## Directions
(a) Rewrite the part of the oil price commentary that begins at the words "20 October 2009" and ends after "to over $70/bbl.", putting "buyer" in place of "investor".
(b) Extend the oil price commentary, starting after its last sentence.

## Selected excerpt
■ ■ ■ ■ ■ ■ ■
Shoaib Vayej*|

20 October 2009 13:28

Oil: "Black Gold" or "Fools Gold"?

Shoaib Vayej argues the oil price will retrace in the medium term.

While it can be conceded that forecasting the price of oil will always remain challenging, several indicators and trends are leading us to believe that the price of this ‘black gold' could well retrace in the medium term. Thus any investor chasing the stratospheric highs reached temporarily last year may well find only "fool's gold" instead.

The oil price is closely watched because it impacts everyone, yet it remains one of the most difficult economic variables to predict. The price chart reflects the proverbial rollercoaster, with oil driven from lows of $10/bbl in 1998 to a peak 10 years later of over $140/bbl, and then crashing back below $40/bbl in the midst of the economic crisis. Prices have since recovered to over $70/bbl.

With these wild swings in price, pity the oil analyst whose only certainty is uncertainty. Future price expectations currently exceed $80/bbl. However, such forecasts reflect an extrapolation of recent trends; implying that oil would be half as affordable as it has been historically into perpetuity. Current price levels ignore fundamentals and I expect a retracement in the price over the medium term.

The persistent rise in prices that has defined the past decade is a symptom of investment lagging above-trend economic growth, exaggerated by speculative demand.   This rising trend has past its zenith, with the downturn partly triggered by an economic crisis, but predominantly due to a delayed step change in fuel efficiency and the coincident restoration of upstream capacity.

Oil is a dense, convenient form of energy, an essential ingredient of the modern economy. Testimony to its importance is the value spent globally on oil, around 3% of global Gross Domestic Product (GDP) on a trend basis. While there are substitutes for oil, these must be traded against their lower energy density and inconvenience. The key linkage therefore is price. By implication if oil ceases to be cheap, at least in a relative sense, its attractiveness is diminished.
■ ■ ■ ■ ■ ■ ■
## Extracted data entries
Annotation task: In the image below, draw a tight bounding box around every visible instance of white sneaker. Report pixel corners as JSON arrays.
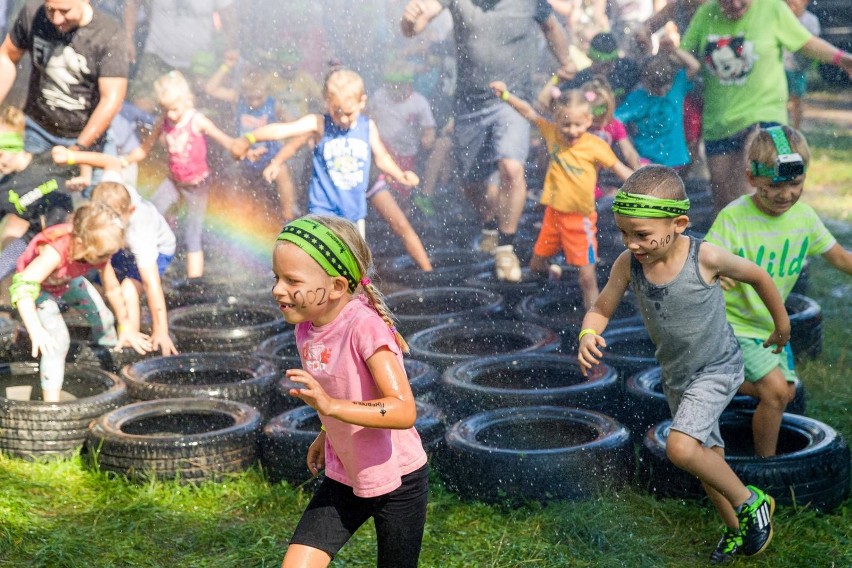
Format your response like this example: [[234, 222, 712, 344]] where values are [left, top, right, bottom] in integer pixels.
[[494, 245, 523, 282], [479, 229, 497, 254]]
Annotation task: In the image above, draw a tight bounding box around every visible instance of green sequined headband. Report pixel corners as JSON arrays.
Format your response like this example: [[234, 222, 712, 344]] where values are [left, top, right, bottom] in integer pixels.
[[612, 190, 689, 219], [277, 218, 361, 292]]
■ ■ ■ ■ ■ ■ ■
## Answers given
(a)
20 October 2009 13:28

Oil: "Black Gold" or "Fools Gold"?

Shoaib Vayej argues the oil price will retrace in the medium term.

While it can be conceded that forecasting the price of oil will always remain challenging, several indicators and trends are leading us to believe that the price of this ‘black gold' could well retrace in the medium term. Thus any buyer chasing the stratospheric highs reached temporarily last year may well find only "fool's gold" instead.

The oil price is closely watched because it impacts everyone, yet it remains one of the most difficult economic variables to predict. The price chart reflects the proverbial rollercoaster, with oil driven from lows of $10/bbl in 1998 to a peak 10 years later of over $140/bbl, and then crashing back below $40/bbl in the midst of the economic crisis. Prices have since recovered to over $70/bbl.

(b)
Oil cycles tend to be resilient because both supply and demand are inelastic - at least in the short term. With a lead time between discovering oil and producing of just less than a decade, many of the projects we see coming to fruition today were conceived in an environment of sub-$30/bbl oil! Further, usage of oil is so prevalent in modern society that entire manufacturing and infrastructure systems are built to deliver it. The initial response to increased prices is thrift, with secular changes only possible once there is widespread belief that these high prices are sustainable and there is regulatory intervention.

Oil usage is inherently inefficient, especially in transport fuel applications, which account for more than half of global oil demand. Only around 13% of the contained energy in petrol is used to cover the tractive load of a vehicle! While it is impossible to design a perfectly efficient engine, this demonstrates the scale of opportunity in improving efficiency. Oil intensity relative to GDP has declined consistently by around 1.8% a year. Following the two oil crises in the 1970's, oil intensity experienced a step-change relative to GDP. Efficiency gains averaged 5% a year. When affordability reached an extreme 7% of global GDP (see chart). This pattern seems to be repeating, with efficiency gains over the last three years double the trend level.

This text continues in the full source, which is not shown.